• **Requirement**: Would you reproduce the entries that follow exactly as they appear?
Start of Data to process
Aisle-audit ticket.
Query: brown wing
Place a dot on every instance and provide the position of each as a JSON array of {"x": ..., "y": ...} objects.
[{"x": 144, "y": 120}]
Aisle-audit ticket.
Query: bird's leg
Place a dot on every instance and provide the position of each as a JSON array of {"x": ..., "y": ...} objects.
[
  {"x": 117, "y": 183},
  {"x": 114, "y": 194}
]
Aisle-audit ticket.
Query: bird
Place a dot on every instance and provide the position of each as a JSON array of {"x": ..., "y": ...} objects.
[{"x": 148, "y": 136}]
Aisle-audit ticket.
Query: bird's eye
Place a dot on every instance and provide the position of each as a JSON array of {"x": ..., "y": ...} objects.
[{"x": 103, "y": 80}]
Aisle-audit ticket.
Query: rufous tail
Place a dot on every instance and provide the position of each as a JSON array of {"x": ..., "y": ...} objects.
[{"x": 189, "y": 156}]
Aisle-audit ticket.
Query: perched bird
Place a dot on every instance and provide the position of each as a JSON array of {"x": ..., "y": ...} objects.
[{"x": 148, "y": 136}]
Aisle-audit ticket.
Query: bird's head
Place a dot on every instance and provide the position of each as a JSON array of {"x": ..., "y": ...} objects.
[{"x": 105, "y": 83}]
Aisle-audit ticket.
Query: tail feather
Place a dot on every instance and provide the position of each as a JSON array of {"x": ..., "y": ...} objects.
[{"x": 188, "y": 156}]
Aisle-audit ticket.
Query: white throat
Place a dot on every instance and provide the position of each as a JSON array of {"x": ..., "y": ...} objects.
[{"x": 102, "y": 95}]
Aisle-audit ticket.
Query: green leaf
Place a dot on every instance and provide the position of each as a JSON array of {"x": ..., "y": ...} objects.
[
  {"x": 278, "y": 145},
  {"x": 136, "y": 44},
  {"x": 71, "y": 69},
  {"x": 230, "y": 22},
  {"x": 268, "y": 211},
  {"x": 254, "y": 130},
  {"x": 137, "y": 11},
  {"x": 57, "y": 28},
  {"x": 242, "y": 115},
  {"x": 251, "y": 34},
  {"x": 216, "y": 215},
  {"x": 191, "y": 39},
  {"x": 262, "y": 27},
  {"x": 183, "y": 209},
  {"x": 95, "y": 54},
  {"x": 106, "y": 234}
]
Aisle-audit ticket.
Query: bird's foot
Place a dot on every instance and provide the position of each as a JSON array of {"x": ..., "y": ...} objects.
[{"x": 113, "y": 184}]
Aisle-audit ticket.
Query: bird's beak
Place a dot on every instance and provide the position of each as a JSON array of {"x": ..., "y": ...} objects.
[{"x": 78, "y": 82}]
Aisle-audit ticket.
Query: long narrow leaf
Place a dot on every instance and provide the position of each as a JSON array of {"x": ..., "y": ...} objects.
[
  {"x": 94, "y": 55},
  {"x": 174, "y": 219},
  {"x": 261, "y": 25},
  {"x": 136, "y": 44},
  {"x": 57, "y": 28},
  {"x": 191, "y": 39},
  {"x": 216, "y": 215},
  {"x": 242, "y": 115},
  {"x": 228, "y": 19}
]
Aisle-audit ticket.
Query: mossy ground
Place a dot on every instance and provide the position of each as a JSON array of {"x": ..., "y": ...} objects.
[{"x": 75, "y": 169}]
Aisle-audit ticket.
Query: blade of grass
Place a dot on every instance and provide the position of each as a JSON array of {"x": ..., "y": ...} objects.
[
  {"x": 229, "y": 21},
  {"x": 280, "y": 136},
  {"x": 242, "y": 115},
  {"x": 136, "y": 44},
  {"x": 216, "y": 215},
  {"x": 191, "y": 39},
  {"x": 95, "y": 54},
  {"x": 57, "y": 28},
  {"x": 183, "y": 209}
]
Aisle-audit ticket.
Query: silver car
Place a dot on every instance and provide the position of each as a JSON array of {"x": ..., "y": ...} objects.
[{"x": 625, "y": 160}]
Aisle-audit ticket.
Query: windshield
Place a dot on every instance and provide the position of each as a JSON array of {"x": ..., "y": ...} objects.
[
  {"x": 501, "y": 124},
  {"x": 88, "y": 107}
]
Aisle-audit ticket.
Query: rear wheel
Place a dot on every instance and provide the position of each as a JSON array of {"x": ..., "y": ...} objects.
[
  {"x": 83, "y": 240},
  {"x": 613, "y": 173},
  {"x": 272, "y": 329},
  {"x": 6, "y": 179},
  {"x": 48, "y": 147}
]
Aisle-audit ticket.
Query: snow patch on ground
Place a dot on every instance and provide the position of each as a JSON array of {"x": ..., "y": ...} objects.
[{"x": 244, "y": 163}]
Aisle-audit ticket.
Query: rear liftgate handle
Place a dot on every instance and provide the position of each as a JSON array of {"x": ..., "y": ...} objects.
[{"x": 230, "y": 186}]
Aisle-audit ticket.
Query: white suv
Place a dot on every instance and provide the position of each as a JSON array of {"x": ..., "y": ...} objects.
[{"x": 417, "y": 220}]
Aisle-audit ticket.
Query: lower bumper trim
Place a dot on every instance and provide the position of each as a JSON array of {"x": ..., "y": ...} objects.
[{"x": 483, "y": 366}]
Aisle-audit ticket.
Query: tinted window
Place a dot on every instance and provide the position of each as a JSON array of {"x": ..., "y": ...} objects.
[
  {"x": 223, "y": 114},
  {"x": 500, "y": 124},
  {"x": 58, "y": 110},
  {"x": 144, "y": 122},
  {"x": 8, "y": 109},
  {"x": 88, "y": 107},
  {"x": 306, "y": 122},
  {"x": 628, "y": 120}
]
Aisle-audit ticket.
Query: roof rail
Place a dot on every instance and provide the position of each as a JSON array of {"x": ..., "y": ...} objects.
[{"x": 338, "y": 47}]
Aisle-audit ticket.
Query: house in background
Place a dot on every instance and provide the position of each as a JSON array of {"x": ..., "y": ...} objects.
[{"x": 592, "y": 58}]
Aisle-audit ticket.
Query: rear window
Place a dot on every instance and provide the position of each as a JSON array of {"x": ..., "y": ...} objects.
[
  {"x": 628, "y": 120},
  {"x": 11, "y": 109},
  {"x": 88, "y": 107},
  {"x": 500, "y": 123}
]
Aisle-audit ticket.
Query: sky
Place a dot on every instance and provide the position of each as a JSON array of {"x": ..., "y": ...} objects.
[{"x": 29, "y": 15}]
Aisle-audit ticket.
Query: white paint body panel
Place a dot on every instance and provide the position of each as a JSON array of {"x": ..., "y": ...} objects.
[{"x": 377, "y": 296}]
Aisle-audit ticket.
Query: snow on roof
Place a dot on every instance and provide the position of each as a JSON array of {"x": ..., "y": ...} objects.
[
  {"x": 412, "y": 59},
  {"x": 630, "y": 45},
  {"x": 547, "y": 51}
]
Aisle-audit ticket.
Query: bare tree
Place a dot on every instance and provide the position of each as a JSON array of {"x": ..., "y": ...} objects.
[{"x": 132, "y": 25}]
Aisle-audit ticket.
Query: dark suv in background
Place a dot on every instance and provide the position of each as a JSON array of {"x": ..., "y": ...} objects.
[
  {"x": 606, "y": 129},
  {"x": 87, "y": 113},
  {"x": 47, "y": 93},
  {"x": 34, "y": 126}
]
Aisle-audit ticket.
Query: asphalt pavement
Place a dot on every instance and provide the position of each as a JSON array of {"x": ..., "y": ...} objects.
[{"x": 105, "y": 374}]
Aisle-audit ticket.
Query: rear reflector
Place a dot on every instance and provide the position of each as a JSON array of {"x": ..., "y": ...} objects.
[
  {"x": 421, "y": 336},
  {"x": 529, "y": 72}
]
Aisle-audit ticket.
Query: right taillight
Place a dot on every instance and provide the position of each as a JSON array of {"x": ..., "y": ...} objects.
End of Data to process
• **Exercise result**:
Aisle-audit ticket.
Query: brown wing
Place a dot on every instance and provide the position of each as a JSON array of {"x": ..., "y": ...} objects.
[{"x": 144, "y": 120}]
Aisle-audit ticket.
Query: bird's leg
Place a dot on every instance and provide the position of each as a JSON array of {"x": ..., "y": ...} objects.
[
  {"x": 117, "y": 183},
  {"x": 114, "y": 194}
]
Aisle-audit ticket.
Query: bird
Place a dot on every instance and provide the position of each as a JSON array of {"x": ..., "y": ...} objects.
[{"x": 148, "y": 136}]
Aisle-audit ticket.
Query: bird's eye
Place a dot on every instance and provide the position of each as a JSON array of {"x": ..., "y": ...} objects.
[{"x": 103, "y": 80}]
Aisle-audit ticket.
Query: rufous tail
Place a dot on every instance and provide the position of each as a JSON array of {"x": ..., "y": ...} objects.
[{"x": 189, "y": 156}]
Aisle-audit ticket.
Query: perched bird
Place a dot on every instance and provide the position of each as a JSON array of {"x": ..., "y": ...} objects.
[{"x": 148, "y": 136}]
Aisle-audit ticket.
Query: bird's head
Place a dot on every instance and provide the position of each as a JSON array of {"x": ..., "y": ...} objects.
[{"x": 105, "y": 83}]
Aisle-audit ticket.
Query: tail feather
Place a dot on every instance and provide the position of each as a JSON array of {"x": ..., "y": ...} objects.
[{"x": 188, "y": 156}]
Aisle-audit ticket.
Query: white throat
Place a dot on every instance and provide the position of each as a JSON array of {"x": ..., "y": ...} objects.
[{"x": 102, "y": 95}]
Aisle-audit ticket.
Query: green leaf
Place a dot on every instance and provide the position of each as a JSON array of {"x": ..., "y": ...} objects.
[
  {"x": 278, "y": 145},
  {"x": 136, "y": 44},
  {"x": 71, "y": 69},
  {"x": 230, "y": 22},
  {"x": 268, "y": 211},
  {"x": 254, "y": 130},
  {"x": 137, "y": 11},
  {"x": 57, "y": 28},
  {"x": 242, "y": 115},
  {"x": 251, "y": 34},
  {"x": 216, "y": 215},
  {"x": 191, "y": 39},
  {"x": 262, "y": 27},
  {"x": 183, "y": 209},
  {"x": 95, "y": 54},
  {"x": 106, "y": 234}
]
Aisle-audit ticket.
Query: bird's foot
Place a dot on every instance and provide the position of each as a JSON array of {"x": ..., "y": ...} objects.
[{"x": 113, "y": 184}]
Aisle-audit ticket.
Query: bird's beak
Place a dot on every instance and provide the position of each as a JSON array of {"x": ..., "y": ...} objects.
[{"x": 78, "y": 82}]
Aisle-audit ticket.
Query: long narrow leaf
Place a dot on every instance and provide the position of each as a JSON array of {"x": ..., "y": ...} objects.
[
  {"x": 94, "y": 55},
  {"x": 174, "y": 219},
  {"x": 261, "y": 25},
  {"x": 136, "y": 44},
  {"x": 57, "y": 28},
  {"x": 191, "y": 39},
  {"x": 216, "y": 215},
  {"x": 242, "y": 115},
  {"x": 228, "y": 19}
]
Aisle-audit ticket.
Query: mossy ground
Place a dot on every instance and provide the position of each as a JSON array of {"x": ..., "y": ...} objects.
[{"x": 75, "y": 169}]
Aisle-audit ticket.
Query: blade of grass
Place a dot on every instance and provide the position of each as a JSON array of {"x": ..., "y": ...} objects.
[
  {"x": 229, "y": 21},
  {"x": 280, "y": 136},
  {"x": 242, "y": 115},
  {"x": 136, "y": 44},
  {"x": 216, "y": 215},
  {"x": 191, "y": 39},
  {"x": 95, "y": 54},
  {"x": 57, "y": 28},
  {"x": 183, "y": 209}
]
Aisle-audit ticket.
Query: silver car
Place a dot on every instance and provide the position of each as a JSON array of {"x": ..., "y": ...} objects.
[{"x": 625, "y": 160}]
Aisle-audit ticket.
Query: windshield
Place a dot on every instance and provide the position of each as a JSON array of {"x": ..., "y": ...} objects.
[
  {"x": 501, "y": 124},
  {"x": 88, "y": 107}
]
Aisle-audit ticket.
Query: rear wheel
Place a dot on every instance and provide the position of each as a JSON array of {"x": ..., "y": ...} objects.
[
  {"x": 83, "y": 240},
  {"x": 613, "y": 173},
  {"x": 272, "y": 329},
  {"x": 6, "y": 179},
  {"x": 48, "y": 147}
]
Aisle-audit ticket.
Query: snow patch on ground
Place a dot on every instance and provide the position of each as a JSON array of {"x": ..., "y": ...} objects.
[{"x": 244, "y": 163}]
Aisle-audit ticket.
Query: rear liftgate handle
Place a dot on every instance and provide the position of each as a JSON array of {"x": ..., "y": ...} objects.
[{"x": 230, "y": 186}]
Aisle-audit ticket.
Query: white suv
Place a dot on every instance and provide the position of each as a JSON array of {"x": ..., "y": ...} objects.
[{"x": 417, "y": 220}]
Aisle-audit ticket.
Query: lower bumper trim
Place a dot on every instance and provide the position of each as a JSON array of {"x": ..., "y": ...} objects.
[{"x": 483, "y": 366}]
Aisle-audit ticket.
Query: tinted window
Place a dot on every instance and provide the position of each as a JSON array of {"x": ..., "y": ...} objects.
[
  {"x": 223, "y": 114},
  {"x": 500, "y": 124},
  {"x": 58, "y": 110},
  {"x": 144, "y": 122},
  {"x": 8, "y": 109},
  {"x": 88, "y": 107},
  {"x": 306, "y": 122},
  {"x": 628, "y": 120}
]
Aisle-audit ticket.
Query: roof rail
Place a dot on every instance and provide the position of each as a JSON array of {"x": ..., "y": ...} objects.
[{"x": 338, "y": 47}]
Aisle-audit ticket.
Query: house in background
Place a dot on every instance and provide the position of each as a JSON array of {"x": ..., "y": ...} objects.
[{"x": 592, "y": 58}]
Aisle-audit ticket.
Query: rear window
Place a dot on every instance and provide the position of each as a JSON array of {"x": ..., "y": ...} objects.
[
  {"x": 628, "y": 120},
  {"x": 11, "y": 109},
  {"x": 88, "y": 107},
  {"x": 500, "y": 123}
]
Aisle-audit ticket.
Query: sky
Place a dot on every instance and provide the position of each as a JSON array of {"x": ..., "y": ...} objects.
[{"x": 29, "y": 15}]
Aisle-audit ticket.
Query: white paint body panel
Place a dot on every instance and provide the position of each as a JSON array of {"x": ..., "y": ...} objects.
[{"x": 377, "y": 296}]
Aisle-audit ticket.
Query: snow on roof
Place a dot on every instance and provide the position of each as a JSON array of {"x": ..., "y": ...} objects.
[
  {"x": 412, "y": 59},
  {"x": 630, "y": 45},
  {"x": 547, "y": 51}
]
Aisle-audit ticket.
Query: bare tree
Place a dot on every instance and provide the position of each as a JSON array of {"x": ..., "y": ...} objects.
[{"x": 132, "y": 25}]
Aisle-audit ticket.
Query: dark suv in background
Place a dot on every instance and provide the position of each as a JSON array of {"x": ..., "y": ...} objects.
[
  {"x": 606, "y": 129},
  {"x": 87, "y": 113},
  {"x": 47, "y": 93},
  {"x": 34, "y": 126}
]
Aisle-audit ticket.
Query: asphalt pavement
Place a dot on every instance and provide the position of each as a JSON array of {"x": ..., "y": ...} objects.
[{"x": 105, "y": 374}]
Aisle-audit ticket.
Query: rear reflector
Place a dot on every instance and provide the position of each as a JSON array of {"x": ..., "y": ...} objects.
[
  {"x": 421, "y": 336},
  {"x": 529, "y": 72}
]
Aisle-audit ticket.
Query: right taillight
Place a dot on every instance and provide the position of each as a JSON array of {"x": ..., "y": ...} objects.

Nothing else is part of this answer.